## Stated exercise
Locate each line in the material below that contains the string "geojson", and copy each of those lines in full.

## Supplied information
◇ ◇ ◇

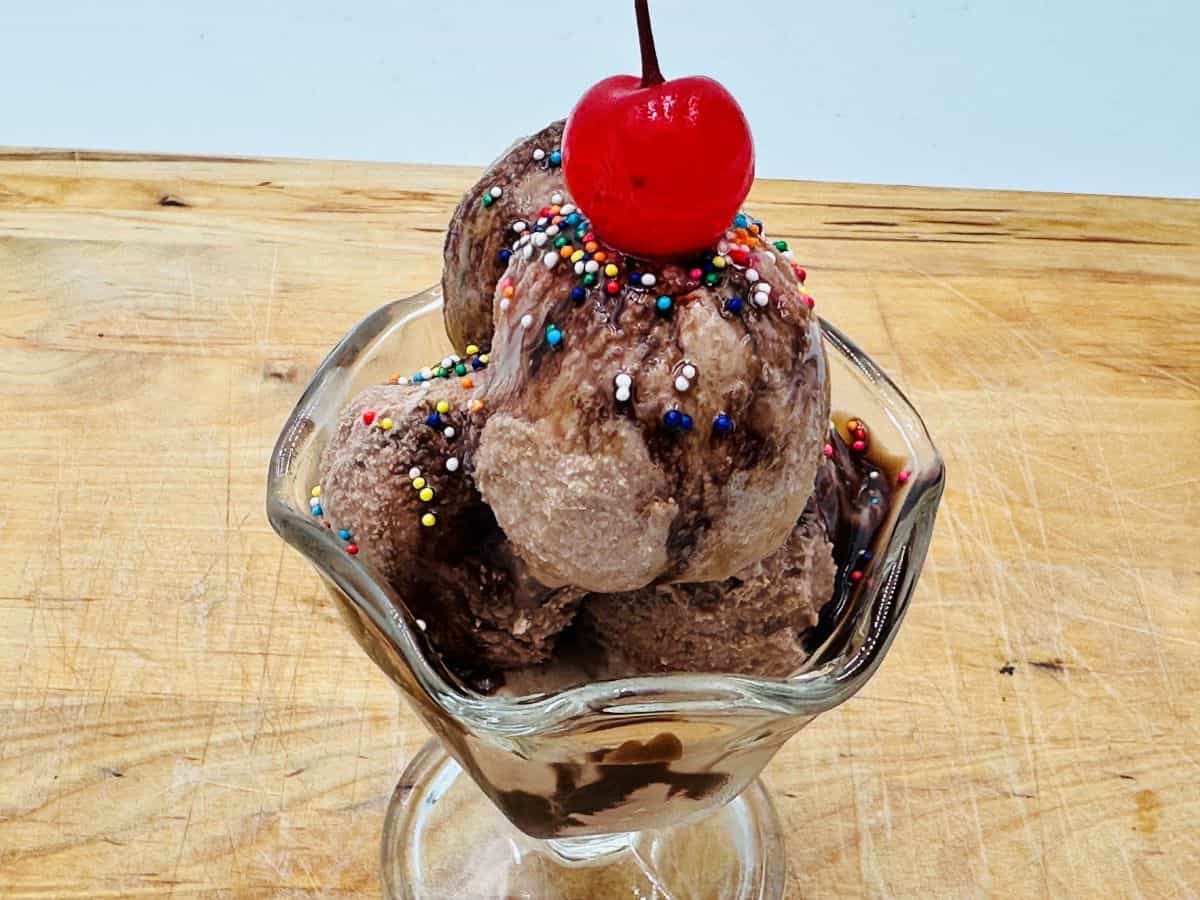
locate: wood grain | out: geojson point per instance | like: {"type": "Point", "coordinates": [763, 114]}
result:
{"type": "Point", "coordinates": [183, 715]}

◇ ◇ ◇

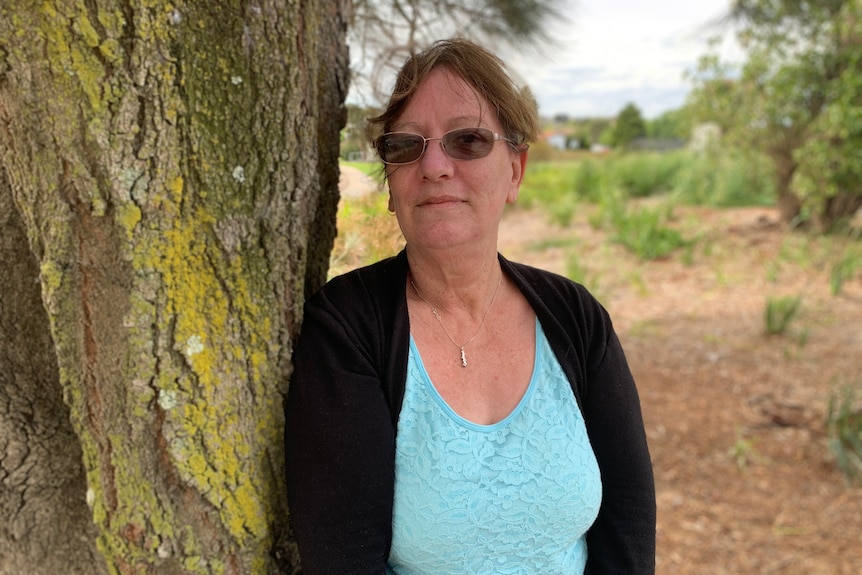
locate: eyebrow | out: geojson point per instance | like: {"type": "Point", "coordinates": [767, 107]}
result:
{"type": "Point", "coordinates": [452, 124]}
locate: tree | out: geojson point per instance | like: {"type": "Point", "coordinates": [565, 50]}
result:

◇ ◇ ◇

## Result for this task
locate: wood grain | out: geojson point per instance | like: {"type": "Point", "coordinates": [763, 114]}
locate: eyebrow | out: geojson point per instance | like: {"type": "Point", "coordinates": [767, 107]}
locate: tree | out: geojson point per instance | like: {"type": "Point", "coordinates": [565, 50]}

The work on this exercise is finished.